PROBLEM STATEMENT :: Give the listing again in full and exactly, apart from its pictures.
-- SUPPLIED RECORDS follows --
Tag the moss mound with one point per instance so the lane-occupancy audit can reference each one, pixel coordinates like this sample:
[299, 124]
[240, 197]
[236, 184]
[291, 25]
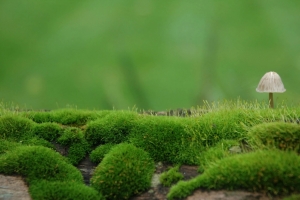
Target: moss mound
[49, 190]
[49, 131]
[217, 152]
[113, 128]
[16, 128]
[98, 154]
[166, 139]
[36, 163]
[124, 171]
[171, 176]
[272, 171]
[281, 135]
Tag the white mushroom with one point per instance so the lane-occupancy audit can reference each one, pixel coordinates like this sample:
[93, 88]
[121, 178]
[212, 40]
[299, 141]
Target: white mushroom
[271, 83]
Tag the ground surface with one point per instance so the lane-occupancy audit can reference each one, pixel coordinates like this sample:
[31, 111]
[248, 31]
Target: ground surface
[14, 187]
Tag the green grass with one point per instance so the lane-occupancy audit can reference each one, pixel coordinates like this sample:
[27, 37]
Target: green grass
[113, 128]
[38, 163]
[171, 176]
[271, 171]
[130, 141]
[99, 153]
[281, 135]
[62, 190]
[126, 170]
[219, 151]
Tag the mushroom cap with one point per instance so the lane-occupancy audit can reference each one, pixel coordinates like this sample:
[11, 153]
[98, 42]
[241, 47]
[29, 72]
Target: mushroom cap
[270, 82]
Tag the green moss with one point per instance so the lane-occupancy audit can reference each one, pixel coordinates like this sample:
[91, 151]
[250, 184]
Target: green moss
[171, 176]
[124, 171]
[292, 197]
[217, 152]
[73, 138]
[6, 146]
[98, 154]
[49, 190]
[271, 171]
[113, 128]
[36, 163]
[71, 135]
[281, 135]
[167, 139]
[38, 116]
[49, 131]
[13, 127]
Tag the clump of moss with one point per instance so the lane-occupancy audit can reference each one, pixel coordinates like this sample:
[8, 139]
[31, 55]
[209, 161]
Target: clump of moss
[49, 131]
[38, 116]
[73, 138]
[292, 197]
[167, 139]
[98, 154]
[15, 128]
[62, 190]
[71, 116]
[6, 146]
[36, 163]
[217, 152]
[281, 135]
[171, 176]
[272, 171]
[113, 128]
[124, 171]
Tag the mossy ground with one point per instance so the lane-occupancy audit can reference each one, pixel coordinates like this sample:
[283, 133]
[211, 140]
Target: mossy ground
[204, 137]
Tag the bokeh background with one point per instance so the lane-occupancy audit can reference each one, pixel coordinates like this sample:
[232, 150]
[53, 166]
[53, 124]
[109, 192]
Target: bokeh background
[105, 54]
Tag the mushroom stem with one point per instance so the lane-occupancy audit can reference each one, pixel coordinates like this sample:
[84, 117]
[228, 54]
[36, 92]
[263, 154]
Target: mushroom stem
[271, 102]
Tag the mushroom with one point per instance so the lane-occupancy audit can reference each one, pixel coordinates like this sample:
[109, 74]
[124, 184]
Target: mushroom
[270, 82]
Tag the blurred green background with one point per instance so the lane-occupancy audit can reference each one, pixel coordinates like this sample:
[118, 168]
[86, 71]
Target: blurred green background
[104, 54]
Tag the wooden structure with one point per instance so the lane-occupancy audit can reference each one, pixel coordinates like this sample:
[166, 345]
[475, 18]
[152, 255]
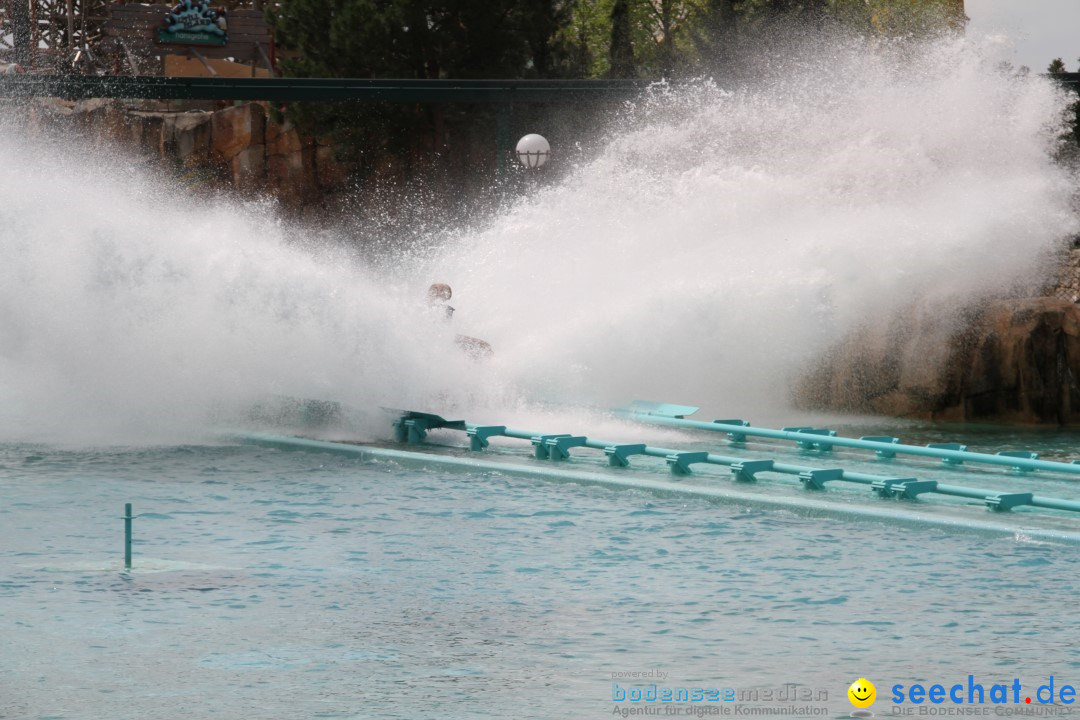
-- SUPPLIED RECORDS concluded --
SOLUTION FOR THIS PROBLEM ::
Tag the moss mound with one point per instance so the lane-occupancy audit can reference each one, pixel coordinates like this sample:
[299, 124]
[240, 197]
[236, 184]
[291, 25]
Target: moss mound
[49, 190]
[49, 131]
[217, 152]
[113, 128]
[16, 128]
[98, 154]
[166, 139]
[36, 163]
[124, 171]
[171, 176]
[272, 171]
[281, 135]
Tag the white mushroom with one point per instance so the lane-occupancy audit can reference each one, pixel coordinates like this sample:
[93, 88]
[121, 178]
[212, 40]
[299, 141]
Target: white mushroom
[271, 83]
Tag the ground surface with one point per instance so the lane-occupancy audit can reference each one, pixel coordinates like this sample:
[31, 111]
[248, 31]
Target: ground surface
[14, 187]
Tag the green grass with one point per instance so the lane-occupancy audit can reference each one, pixel coordinates like this sample:
[27, 37]
Target: green grass
[113, 128]
[38, 163]
[171, 176]
[271, 171]
[130, 141]
[99, 153]
[281, 135]
[62, 190]
[126, 170]
[219, 151]
Tag the mushroom cap with one point per instance so the lane-occupancy audit can reference each one, pixel coordinates like this sample:
[11, 153]
[98, 42]
[241, 47]
[29, 72]
Target: mushroom cap
[270, 82]
Tag the green moss with one point per instance so the lane-occupancy audit can reference each one, pixel coordinates like this sample:
[91, 151]
[250, 184]
Target: green moss
[171, 176]
[124, 171]
[292, 197]
[217, 152]
[73, 138]
[6, 146]
[98, 154]
[49, 190]
[271, 171]
[113, 128]
[36, 163]
[71, 135]
[281, 135]
[167, 139]
[38, 116]
[49, 131]
[13, 127]
Tag the clump of moss with one point per instance so the lane-occupancy audit can reference each one, pixel coordinates like this sample:
[8, 139]
[31, 55]
[209, 161]
Target: clump of moss
[49, 131]
[38, 116]
[73, 138]
[292, 197]
[167, 139]
[98, 154]
[15, 128]
[62, 190]
[71, 116]
[6, 146]
[36, 163]
[217, 152]
[281, 135]
[171, 176]
[272, 171]
[113, 128]
[124, 171]
Tag the mossy ground with one point per instance so the lane-occupancy audit can reference each one, pixel coordinates like this sample:
[283, 133]
[211, 140]
Target: mossy ground
[204, 137]
Tag the bokeh background with one point per instance so the lane-occupancy audit can reference each one, pixel coordinates like this sample:
[232, 150]
[53, 166]
[53, 124]
[109, 192]
Target: bokeh background
[105, 54]
Tag the mushroom stem with one point per instance so the lane-occupancy audit can reference each one, pixel coordinates like this sample:
[84, 117]
[228, 54]
[36, 92]
[263, 154]
Target: mushroom stem
[271, 102]
Tag the mushroom with one point per instance so the lane-occupancy audit can reference each one, pixel coordinates like this sample:
[109, 74]
[124, 184]
Target: mushroom
[270, 82]
Tag the blurred green background with one point per instance so the lane-occupancy audit can reference each one, pixel coordinates like this sample:
[118, 168]
[86, 71]
Target: blurred green background
[104, 54]
Tag the wooden structure with one point per instance so the lane-occupancy audit can reference each one, pixel coordinates like this sample:
[166, 345]
[475, 18]
[152, 255]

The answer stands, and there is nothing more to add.